**Direction**. Write the data out again, exactly as given.

——————————

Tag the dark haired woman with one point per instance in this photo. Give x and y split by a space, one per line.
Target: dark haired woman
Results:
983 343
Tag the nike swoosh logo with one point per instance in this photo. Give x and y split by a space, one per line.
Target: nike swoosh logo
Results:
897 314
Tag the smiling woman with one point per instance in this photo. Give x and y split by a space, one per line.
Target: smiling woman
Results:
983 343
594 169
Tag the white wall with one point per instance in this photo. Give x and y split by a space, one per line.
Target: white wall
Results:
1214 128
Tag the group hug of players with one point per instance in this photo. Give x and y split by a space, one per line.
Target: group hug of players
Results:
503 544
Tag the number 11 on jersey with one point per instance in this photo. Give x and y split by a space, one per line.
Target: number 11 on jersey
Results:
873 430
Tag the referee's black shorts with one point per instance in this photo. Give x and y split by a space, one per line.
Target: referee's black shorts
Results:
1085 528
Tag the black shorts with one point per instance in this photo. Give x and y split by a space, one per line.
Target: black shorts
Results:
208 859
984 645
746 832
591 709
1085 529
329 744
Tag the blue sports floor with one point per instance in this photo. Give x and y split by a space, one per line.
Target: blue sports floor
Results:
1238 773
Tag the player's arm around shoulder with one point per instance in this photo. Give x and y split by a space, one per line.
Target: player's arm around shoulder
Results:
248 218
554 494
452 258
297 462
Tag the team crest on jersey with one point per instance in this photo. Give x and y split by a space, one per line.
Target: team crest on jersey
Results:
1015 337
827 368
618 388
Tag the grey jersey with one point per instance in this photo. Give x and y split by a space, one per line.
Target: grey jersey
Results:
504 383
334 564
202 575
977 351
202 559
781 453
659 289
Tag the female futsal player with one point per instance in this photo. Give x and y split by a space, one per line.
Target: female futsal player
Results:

——————————

**Task result**.
Tag the dark haired woman with one point per instance in this photo. Give x and y split by a space, one per line.
Target: dark haired woman
Results:
983 343
Tag the nike swoosh logo with one point per instance in this photo. Give x and y split by a space, one per line.
Target: nike swoosh logo
Results:
897 314
Tag the smiling woman with one point per instance in this photo. Give x and y split by a space, one per line.
Target: smiling woman
Results:
983 343
594 169
Tag the white wall with one point per instance in this photo. Give x and y split by a space, one per line.
Target: white wall
Results:
1214 128
Tag the group hug of players with one point per instance in this photo. Give x and y split by a space, one per line.
Target: group hug of players
Results:
503 544
Tag the number 11 on jersey with one point per instance in this photo. Give x and y split by a space, one per line.
Target: number 11 on jersey
Results:
873 430
Tag the referee's black shorts with one point per instance in this photo. Give x and y split by a space, one per line.
Target: referee's black shorts
Results:
1085 528
Tag the black shorts with one point per instance in this photo. Give x and y split by a space, one per line.
Target: black shorts
Results:
208 859
984 645
746 832
591 709
1085 529
329 744
Tag the blue sports floor with one point per instance in this photo. Give x and y split by a space, one per line.
Target: blue sports floor
Results:
1238 773
Tag the player's arm around shoulder with one point per instance in this photo. Give x and y split by a space, one per line.
Target: player's arm around shoulder
Results:
248 218
554 494
452 258
297 462
Tag the team crest on jersey with one point per instance in this photo. Give x and y split by a space, one per line.
Target: team crest on jersey
Results:
1015 337
827 368
618 388
Tag the grey jersey with one point per instance in this photo. Give x and y split by a space, one per line.
Target: grey jersey
Results:
504 383
334 564
202 575
977 351
202 559
781 453
659 289
Tag the female futsal player with one point per instance in this photo. Give x and y split by a space, one per line.
Target: female futsal player
Results:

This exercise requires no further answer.